▶ **Task requirements**
Starting with the line that contains "blue sky in", copy every remaining line of the data below exactly, the last one included.

▶ **Point-per-instance localization data**

•••

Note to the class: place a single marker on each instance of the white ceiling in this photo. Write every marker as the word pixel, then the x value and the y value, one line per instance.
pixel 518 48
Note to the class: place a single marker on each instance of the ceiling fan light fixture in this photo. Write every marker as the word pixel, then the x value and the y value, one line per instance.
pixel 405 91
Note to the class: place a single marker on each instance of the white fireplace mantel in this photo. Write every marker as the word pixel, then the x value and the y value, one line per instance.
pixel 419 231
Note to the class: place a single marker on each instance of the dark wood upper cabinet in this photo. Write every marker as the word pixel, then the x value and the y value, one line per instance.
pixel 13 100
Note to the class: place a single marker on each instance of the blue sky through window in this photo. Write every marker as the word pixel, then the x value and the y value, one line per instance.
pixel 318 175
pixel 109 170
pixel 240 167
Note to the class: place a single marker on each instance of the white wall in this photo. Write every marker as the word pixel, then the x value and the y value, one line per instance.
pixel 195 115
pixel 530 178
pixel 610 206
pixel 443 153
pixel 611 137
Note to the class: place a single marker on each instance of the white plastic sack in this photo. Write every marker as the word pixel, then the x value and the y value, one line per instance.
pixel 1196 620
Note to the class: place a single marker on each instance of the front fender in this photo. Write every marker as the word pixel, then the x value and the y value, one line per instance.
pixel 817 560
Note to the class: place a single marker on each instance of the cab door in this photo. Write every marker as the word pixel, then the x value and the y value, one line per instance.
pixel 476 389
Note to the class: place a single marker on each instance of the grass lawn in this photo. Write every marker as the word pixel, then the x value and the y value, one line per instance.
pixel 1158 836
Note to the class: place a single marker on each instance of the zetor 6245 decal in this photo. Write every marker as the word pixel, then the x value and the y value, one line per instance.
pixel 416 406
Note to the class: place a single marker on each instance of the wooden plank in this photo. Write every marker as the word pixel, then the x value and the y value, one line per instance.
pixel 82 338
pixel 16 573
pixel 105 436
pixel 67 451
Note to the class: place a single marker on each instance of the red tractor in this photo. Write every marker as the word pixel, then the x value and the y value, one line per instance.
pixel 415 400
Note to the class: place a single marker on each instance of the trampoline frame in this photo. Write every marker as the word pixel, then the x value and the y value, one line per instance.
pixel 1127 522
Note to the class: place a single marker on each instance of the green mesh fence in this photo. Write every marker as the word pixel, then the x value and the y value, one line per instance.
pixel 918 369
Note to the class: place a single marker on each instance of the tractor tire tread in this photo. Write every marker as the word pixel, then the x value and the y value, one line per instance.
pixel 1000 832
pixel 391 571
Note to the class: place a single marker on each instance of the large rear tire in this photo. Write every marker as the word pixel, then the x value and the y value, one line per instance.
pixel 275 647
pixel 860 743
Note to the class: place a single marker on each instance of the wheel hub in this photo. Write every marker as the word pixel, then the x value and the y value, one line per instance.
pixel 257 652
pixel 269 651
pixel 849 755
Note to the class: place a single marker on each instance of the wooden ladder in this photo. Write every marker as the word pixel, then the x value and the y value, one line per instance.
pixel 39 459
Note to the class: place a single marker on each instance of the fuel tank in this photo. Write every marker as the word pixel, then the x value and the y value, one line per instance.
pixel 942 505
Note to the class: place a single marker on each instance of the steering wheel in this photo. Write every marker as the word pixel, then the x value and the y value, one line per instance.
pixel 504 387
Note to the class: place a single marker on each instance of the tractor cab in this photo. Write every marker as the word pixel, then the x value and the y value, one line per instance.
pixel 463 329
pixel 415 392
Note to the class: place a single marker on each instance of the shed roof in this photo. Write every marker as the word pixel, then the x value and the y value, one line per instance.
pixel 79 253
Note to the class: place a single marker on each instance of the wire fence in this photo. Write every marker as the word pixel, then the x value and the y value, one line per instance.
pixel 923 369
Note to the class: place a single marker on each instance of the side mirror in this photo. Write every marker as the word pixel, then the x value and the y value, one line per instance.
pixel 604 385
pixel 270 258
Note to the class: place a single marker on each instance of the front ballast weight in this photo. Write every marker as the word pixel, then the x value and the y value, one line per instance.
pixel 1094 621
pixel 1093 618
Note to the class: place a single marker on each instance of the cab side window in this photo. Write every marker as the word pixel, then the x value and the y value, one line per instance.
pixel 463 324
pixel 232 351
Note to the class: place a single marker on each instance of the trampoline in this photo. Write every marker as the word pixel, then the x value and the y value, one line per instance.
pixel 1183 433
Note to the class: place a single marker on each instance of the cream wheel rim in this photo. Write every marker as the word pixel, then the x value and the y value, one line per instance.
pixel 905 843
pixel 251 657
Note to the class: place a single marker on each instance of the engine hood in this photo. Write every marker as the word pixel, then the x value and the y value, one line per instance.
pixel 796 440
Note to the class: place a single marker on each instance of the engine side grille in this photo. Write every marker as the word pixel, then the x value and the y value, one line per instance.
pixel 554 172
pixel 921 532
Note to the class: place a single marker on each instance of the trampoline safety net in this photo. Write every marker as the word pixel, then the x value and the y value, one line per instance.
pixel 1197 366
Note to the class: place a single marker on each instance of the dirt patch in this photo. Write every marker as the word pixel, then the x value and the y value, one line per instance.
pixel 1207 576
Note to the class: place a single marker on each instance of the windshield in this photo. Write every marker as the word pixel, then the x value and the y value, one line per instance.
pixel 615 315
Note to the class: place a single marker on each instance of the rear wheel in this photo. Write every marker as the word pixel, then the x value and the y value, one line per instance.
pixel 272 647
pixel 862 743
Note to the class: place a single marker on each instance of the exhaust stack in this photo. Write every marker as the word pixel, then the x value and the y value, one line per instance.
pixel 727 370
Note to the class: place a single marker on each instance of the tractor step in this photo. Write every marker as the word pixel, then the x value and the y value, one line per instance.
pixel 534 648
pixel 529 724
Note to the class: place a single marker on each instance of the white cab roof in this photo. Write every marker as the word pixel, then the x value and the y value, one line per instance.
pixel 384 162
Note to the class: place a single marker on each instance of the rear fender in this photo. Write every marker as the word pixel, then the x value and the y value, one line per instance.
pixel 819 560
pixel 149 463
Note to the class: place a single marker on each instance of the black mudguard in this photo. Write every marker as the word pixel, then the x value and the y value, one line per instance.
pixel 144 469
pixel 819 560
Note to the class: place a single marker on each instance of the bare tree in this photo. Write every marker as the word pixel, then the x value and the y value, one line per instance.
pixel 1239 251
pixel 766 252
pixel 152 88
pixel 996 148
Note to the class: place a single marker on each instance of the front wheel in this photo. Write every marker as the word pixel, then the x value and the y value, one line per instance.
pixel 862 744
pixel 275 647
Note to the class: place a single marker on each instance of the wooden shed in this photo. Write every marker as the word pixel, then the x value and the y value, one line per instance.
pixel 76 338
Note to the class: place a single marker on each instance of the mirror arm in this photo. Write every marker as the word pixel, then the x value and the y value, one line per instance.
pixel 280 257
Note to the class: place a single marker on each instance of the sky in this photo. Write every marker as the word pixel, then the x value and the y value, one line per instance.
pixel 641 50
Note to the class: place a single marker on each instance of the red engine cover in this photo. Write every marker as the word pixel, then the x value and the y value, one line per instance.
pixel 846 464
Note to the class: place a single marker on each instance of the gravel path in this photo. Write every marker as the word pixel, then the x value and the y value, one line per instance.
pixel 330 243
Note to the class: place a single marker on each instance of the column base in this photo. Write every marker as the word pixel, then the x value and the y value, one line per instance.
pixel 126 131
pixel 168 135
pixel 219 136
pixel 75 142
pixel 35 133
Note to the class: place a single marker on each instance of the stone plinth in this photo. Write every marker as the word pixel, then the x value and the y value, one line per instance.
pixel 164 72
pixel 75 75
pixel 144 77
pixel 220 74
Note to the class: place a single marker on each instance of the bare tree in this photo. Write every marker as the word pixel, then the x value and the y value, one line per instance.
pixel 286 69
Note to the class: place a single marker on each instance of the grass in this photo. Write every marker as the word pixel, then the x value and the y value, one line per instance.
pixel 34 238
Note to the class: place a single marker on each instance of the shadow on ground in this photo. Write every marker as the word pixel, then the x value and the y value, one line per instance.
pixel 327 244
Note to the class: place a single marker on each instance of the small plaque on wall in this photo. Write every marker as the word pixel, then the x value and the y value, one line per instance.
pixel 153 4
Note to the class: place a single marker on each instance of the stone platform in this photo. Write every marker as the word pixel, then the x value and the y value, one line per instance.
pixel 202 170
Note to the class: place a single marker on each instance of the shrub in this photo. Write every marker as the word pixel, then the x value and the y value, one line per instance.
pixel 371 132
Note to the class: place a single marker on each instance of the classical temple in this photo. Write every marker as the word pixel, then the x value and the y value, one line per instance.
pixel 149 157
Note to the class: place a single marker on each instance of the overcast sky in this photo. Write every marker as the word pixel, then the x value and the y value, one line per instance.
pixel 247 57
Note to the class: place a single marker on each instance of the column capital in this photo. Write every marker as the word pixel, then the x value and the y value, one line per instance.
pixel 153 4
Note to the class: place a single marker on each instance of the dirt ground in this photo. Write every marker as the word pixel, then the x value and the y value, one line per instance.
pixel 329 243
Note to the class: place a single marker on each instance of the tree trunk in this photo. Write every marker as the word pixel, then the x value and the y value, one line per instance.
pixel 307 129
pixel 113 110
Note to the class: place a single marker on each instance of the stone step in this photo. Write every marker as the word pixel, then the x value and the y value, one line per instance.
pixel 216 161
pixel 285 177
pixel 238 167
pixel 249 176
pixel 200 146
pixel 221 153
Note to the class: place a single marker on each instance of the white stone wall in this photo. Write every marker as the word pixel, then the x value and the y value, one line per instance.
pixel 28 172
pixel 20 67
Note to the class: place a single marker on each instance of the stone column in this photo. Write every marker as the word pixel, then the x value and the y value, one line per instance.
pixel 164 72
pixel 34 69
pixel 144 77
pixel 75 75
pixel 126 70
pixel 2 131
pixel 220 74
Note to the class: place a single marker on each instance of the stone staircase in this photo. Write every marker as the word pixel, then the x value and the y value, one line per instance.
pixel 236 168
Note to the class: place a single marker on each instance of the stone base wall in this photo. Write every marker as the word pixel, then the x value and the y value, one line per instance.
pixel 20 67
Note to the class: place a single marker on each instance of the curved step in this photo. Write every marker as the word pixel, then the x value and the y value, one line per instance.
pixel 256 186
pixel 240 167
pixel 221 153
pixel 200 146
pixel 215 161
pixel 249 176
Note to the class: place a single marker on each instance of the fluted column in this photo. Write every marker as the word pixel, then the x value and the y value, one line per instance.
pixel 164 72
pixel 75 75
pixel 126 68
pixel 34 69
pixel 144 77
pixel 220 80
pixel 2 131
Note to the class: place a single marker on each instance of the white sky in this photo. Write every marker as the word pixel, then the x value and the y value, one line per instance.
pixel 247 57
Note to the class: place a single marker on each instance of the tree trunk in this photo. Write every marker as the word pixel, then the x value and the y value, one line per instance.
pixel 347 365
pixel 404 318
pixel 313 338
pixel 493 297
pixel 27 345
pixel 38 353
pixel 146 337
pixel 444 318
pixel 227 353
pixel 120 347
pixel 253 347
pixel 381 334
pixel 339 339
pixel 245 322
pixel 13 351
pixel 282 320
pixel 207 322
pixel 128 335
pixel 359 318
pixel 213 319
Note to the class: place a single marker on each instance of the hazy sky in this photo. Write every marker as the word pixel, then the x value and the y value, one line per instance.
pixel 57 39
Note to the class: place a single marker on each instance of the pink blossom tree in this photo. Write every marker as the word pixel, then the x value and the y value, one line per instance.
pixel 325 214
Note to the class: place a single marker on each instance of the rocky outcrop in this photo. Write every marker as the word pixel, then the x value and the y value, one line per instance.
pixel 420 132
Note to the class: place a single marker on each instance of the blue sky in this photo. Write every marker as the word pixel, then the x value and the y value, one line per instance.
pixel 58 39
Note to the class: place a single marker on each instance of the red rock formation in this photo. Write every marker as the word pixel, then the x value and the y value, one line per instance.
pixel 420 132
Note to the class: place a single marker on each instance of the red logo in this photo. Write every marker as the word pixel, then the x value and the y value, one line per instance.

•••

▶ **Task answer**
Note to the class: place a single marker on each instance of the blue sky in this photo. Write every marker as the word pixel, then the x value and the y value, one line per instance.
pixel 58 39
Note to the class: place a single marker on each instance of the red rock formation in this photo. Write every marker as the word pixel, then the x value and the y value, one line per instance.
pixel 420 132
Note to the class: place a single marker on each instance of the red logo in this photo. Write every marker as the word pixel, then the x value and the y value, one line per instance.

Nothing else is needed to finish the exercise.